[Recorded data]
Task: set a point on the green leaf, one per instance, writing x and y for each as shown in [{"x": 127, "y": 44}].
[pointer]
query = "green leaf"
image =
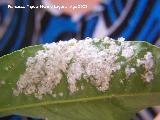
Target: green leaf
[{"x": 120, "y": 102}]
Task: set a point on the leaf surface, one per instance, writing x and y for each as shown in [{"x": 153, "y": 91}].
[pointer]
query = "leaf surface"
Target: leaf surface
[{"x": 121, "y": 101}]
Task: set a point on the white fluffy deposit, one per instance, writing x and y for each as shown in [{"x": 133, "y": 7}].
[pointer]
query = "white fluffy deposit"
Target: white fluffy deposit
[{"x": 95, "y": 60}]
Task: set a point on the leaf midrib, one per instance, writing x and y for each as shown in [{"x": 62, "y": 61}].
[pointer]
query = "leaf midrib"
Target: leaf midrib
[{"x": 77, "y": 100}]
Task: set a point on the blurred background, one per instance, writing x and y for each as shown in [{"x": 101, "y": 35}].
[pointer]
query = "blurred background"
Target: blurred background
[{"x": 131, "y": 19}]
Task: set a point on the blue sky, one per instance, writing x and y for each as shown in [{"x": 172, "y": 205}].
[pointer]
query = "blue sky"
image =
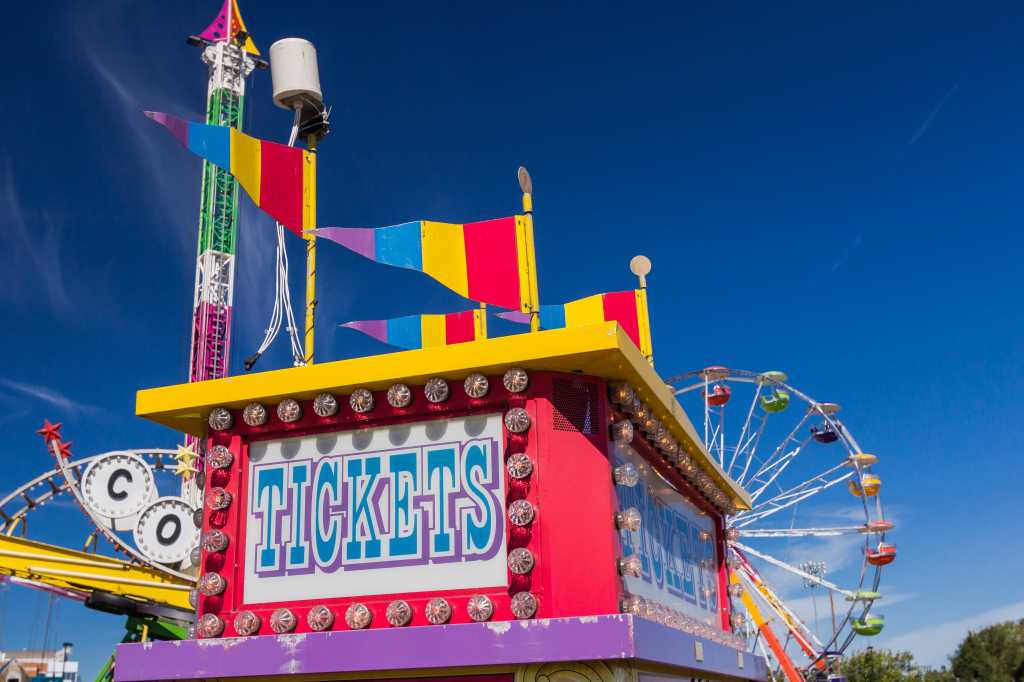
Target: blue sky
[{"x": 829, "y": 193}]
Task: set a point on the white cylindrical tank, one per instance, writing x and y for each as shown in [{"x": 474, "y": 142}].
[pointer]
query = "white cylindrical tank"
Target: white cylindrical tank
[{"x": 294, "y": 73}]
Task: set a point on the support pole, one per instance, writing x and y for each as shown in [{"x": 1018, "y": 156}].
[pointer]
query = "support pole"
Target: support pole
[
  {"x": 640, "y": 266},
  {"x": 526, "y": 185},
  {"x": 310, "y": 263}
]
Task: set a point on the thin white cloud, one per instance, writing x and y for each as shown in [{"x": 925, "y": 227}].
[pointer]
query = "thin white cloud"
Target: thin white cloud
[
  {"x": 935, "y": 112},
  {"x": 49, "y": 396},
  {"x": 31, "y": 259},
  {"x": 932, "y": 644},
  {"x": 134, "y": 86}
]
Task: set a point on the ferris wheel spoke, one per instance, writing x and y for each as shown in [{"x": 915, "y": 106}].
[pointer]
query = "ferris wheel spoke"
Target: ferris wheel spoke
[
  {"x": 742, "y": 441},
  {"x": 792, "y": 437},
  {"x": 773, "y": 472},
  {"x": 796, "y": 627},
  {"x": 793, "y": 496},
  {"x": 793, "y": 569},
  {"x": 803, "y": 533}
]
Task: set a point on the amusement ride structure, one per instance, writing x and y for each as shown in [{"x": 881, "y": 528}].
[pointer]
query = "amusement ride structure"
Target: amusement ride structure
[
  {"x": 230, "y": 54},
  {"x": 708, "y": 530},
  {"x": 799, "y": 463}
]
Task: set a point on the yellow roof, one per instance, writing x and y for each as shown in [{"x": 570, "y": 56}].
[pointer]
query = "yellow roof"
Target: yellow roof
[{"x": 600, "y": 350}]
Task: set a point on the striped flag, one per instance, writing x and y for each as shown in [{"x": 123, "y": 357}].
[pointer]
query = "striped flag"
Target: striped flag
[
  {"x": 229, "y": 27},
  {"x": 279, "y": 178},
  {"x": 629, "y": 308},
  {"x": 491, "y": 261},
  {"x": 415, "y": 332}
]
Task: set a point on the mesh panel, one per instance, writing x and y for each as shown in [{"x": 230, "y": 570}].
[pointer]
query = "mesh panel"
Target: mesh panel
[{"x": 574, "y": 402}]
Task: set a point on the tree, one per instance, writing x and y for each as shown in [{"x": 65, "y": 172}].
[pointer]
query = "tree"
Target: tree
[
  {"x": 992, "y": 654},
  {"x": 879, "y": 666},
  {"x": 883, "y": 666}
]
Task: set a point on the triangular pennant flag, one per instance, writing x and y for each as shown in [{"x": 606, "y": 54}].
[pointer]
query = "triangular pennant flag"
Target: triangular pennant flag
[
  {"x": 489, "y": 261},
  {"x": 228, "y": 26},
  {"x": 626, "y": 307},
  {"x": 414, "y": 332},
  {"x": 279, "y": 178}
]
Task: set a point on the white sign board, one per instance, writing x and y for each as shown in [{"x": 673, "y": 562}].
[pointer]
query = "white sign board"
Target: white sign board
[{"x": 406, "y": 508}]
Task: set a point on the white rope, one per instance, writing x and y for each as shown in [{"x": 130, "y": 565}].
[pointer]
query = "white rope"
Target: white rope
[{"x": 282, "y": 291}]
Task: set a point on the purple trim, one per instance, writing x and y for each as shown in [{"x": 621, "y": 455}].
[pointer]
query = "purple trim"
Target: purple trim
[
  {"x": 373, "y": 328},
  {"x": 593, "y": 638},
  {"x": 359, "y": 240}
]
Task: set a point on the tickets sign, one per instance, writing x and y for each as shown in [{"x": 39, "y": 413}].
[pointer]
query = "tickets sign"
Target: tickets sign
[
  {"x": 404, "y": 508},
  {"x": 676, "y": 544}
]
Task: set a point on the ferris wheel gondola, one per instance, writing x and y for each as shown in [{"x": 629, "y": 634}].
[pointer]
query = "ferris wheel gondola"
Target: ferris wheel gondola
[{"x": 802, "y": 467}]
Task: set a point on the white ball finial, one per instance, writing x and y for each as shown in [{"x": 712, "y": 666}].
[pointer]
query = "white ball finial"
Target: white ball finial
[
  {"x": 640, "y": 265},
  {"x": 525, "y": 183}
]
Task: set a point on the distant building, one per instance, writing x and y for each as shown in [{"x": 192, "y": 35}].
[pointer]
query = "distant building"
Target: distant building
[{"x": 36, "y": 666}]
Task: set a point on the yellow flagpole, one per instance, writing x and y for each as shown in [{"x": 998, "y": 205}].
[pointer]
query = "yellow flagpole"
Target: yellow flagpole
[
  {"x": 640, "y": 266},
  {"x": 310, "y": 255},
  {"x": 526, "y": 185},
  {"x": 480, "y": 322}
]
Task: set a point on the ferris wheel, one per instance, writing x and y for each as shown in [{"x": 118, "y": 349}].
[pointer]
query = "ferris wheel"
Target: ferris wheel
[
  {"x": 148, "y": 534},
  {"x": 816, "y": 522}
]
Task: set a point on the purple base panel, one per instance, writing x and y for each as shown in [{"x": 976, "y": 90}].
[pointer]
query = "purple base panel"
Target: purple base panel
[{"x": 504, "y": 643}]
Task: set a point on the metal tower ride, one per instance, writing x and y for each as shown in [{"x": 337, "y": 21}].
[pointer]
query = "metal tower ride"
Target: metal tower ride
[{"x": 230, "y": 55}]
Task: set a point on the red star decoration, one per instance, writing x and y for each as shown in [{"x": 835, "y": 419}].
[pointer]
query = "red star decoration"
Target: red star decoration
[
  {"x": 65, "y": 449},
  {"x": 50, "y": 431}
]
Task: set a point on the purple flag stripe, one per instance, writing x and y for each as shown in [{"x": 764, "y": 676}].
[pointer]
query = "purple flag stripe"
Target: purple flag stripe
[
  {"x": 178, "y": 127},
  {"x": 359, "y": 240},
  {"x": 520, "y": 317},
  {"x": 375, "y": 328}
]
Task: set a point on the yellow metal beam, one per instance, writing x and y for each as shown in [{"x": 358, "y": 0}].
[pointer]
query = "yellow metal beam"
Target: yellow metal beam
[
  {"x": 600, "y": 350},
  {"x": 70, "y": 569},
  {"x": 784, "y": 663}
]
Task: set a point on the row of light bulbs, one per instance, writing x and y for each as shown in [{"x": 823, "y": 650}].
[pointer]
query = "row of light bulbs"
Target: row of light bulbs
[
  {"x": 641, "y": 418},
  {"x": 361, "y": 400},
  {"x": 652, "y": 610},
  {"x": 358, "y": 615}
]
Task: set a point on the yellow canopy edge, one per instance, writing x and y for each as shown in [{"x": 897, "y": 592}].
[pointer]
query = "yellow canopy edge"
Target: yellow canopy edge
[{"x": 600, "y": 350}]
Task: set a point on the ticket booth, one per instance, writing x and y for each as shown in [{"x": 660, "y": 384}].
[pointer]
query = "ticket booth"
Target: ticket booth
[{"x": 519, "y": 508}]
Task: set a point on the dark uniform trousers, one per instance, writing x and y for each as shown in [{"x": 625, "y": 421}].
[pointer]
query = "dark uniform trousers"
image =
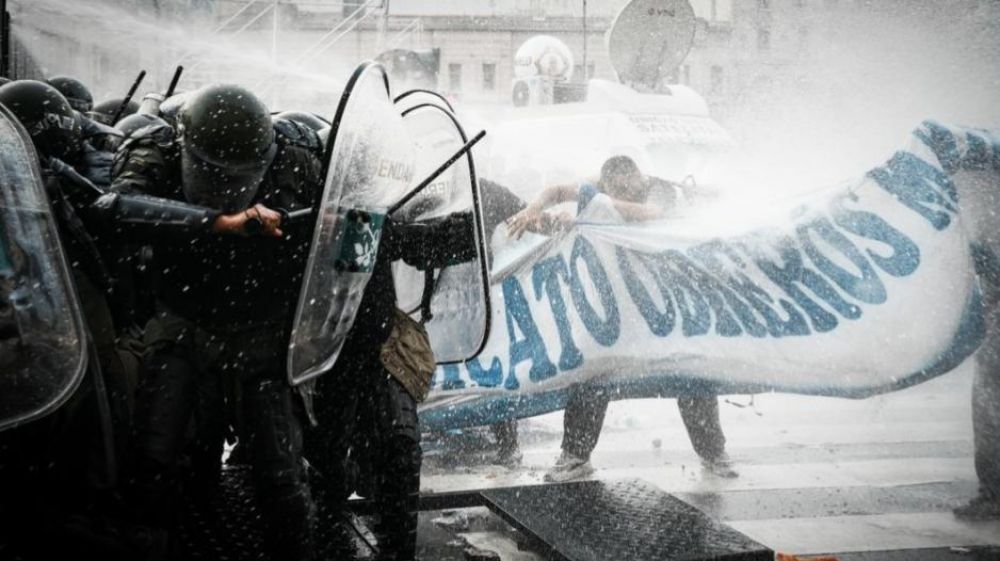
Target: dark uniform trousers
[
  {"x": 986, "y": 384},
  {"x": 183, "y": 380},
  {"x": 585, "y": 411}
]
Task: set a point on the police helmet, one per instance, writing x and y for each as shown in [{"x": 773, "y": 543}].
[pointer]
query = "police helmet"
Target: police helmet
[
  {"x": 78, "y": 96},
  {"x": 227, "y": 144},
  {"x": 105, "y": 111},
  {"x": 53, "y": 125},
  {"x": 308, "y": 120}
]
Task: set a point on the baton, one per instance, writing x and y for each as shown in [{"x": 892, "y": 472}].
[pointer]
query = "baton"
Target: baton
[
  {"x": 254, "y": 226},
  {"x": 434, "y": 175},
  {"x": 173, "y": 82},
  {"x": 128, "y": 97}
]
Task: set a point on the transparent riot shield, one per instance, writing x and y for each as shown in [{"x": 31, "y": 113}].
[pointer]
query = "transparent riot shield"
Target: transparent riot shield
[
  {"x": 370, "y": 163},
  {"x": 457, "y": 294},
  {"x": 42, "y": 337}
]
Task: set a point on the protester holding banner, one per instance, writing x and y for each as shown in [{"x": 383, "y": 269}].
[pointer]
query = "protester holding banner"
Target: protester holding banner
[{"x": 620, "y": 194}]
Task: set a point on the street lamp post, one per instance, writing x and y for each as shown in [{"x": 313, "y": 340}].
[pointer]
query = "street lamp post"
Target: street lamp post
[{"x": 585, "y": 77}]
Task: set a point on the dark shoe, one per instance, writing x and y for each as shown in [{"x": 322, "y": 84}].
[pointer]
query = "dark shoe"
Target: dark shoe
[{"x": 982, "y": 507}]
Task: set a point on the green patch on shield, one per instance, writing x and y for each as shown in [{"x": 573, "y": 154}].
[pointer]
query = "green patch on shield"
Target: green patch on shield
[{"x": 360, "y": 234}]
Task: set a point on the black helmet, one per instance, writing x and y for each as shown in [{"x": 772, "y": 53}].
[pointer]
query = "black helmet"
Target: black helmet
[
  {"x": 227, "y": 144},
  {"x": 105, "y": 111},
  {"x": 74, "y": 91},
  {"x": 53, "y": 125},
  {"x": 308, "y": 120}
]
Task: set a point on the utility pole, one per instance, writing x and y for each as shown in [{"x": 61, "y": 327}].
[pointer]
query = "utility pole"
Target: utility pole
[
  {"x": 585, "y": 76},
  {"x": 383, "y": 33}
]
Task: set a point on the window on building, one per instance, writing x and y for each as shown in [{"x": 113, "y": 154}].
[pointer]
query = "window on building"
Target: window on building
[
  {"x": 489, "y": 77},
  {"x": 763, "y": 39},
  {"x": 455, "y": 77},
  {"x": 716, "y": 80}
]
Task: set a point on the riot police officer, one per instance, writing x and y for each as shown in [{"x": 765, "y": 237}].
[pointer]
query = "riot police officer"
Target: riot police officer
[
  {"x": 223, "y": 305},
  {"x": 367, "y": 407},
  {"x": 77, "y": 94},
  {"x": 69, "y": 460}
]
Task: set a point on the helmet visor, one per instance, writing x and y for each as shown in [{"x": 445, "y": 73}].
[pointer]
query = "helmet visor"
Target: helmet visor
[{"x": 224, "y": 186}]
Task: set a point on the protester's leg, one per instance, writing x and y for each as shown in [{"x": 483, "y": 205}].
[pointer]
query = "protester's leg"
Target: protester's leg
[
  {"x": 399, "y": 485},
  {"x": 986, "y": 399},
  {"x": 986, "y": 424},
  {"x": 701, "y": 419},
  {"x": 164, "y": 402},
  {"x": 583, "y": 420},
  {"x": 275, "y": 437}
]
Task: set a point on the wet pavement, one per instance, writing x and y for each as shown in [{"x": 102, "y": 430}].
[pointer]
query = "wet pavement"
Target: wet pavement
[{"x": 869, "y": 480}]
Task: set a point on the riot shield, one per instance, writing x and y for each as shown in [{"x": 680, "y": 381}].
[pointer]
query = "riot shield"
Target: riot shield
[
  {"x": 454, "y": 300},
  {"x": 370, "y": 163},
  {"x": 42, "y": 337}
]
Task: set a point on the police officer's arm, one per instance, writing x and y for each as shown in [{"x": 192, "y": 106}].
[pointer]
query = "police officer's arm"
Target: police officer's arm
[
  {"x": 531, "y": 217},
  {"x": 139, "y": 203}
]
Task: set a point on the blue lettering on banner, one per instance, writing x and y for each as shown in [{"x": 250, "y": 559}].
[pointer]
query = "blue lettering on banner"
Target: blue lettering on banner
[
  {"x": 742, "y": 295},
  {"x": 660, "y": 323},
  {"x": 710, "y": 290},
  {"x": 775, "y": 283},
  {"x": 452, "y": 380},
  {"x": 905, "y": 256},
  {"x": 864, "y": 286},
  {"x": 607, "y": 330},
  {"x": 696, "y": 318},
  {"x": 792, "y": 276},
  {"x": 532, "y": 347},
  {"x": 486, "y": 378},
  {"x": 545, "y": 275},
  {"x": 920, "y": 186}
]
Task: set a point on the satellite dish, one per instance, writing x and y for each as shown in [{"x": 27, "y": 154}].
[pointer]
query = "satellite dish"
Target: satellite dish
[
  {"x": 544, "y": 55},
  {"x": 649, "y": 39}
]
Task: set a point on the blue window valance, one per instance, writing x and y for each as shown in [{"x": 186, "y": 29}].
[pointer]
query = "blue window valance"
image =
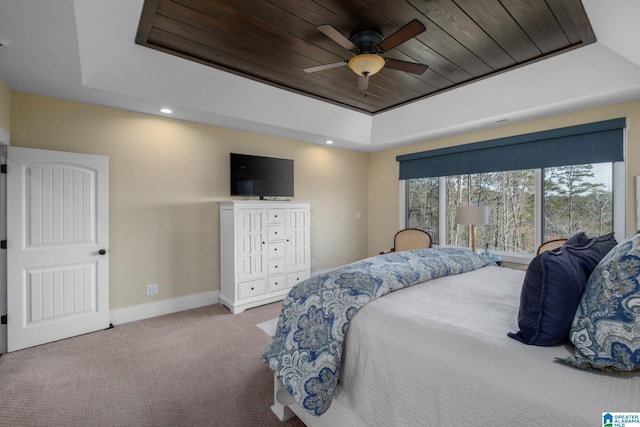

**Stated task:** Pick out each line in the records above that contains the word "flagpole", and copy those lines. Case counts.

**Exercise solution:**
Task: set a point on the yellow flagpole, one per instance, writing x and y for each as shown in [{"x": 998, "y": 205}].
query = "yellow flagpole"
Target: yellow flagpole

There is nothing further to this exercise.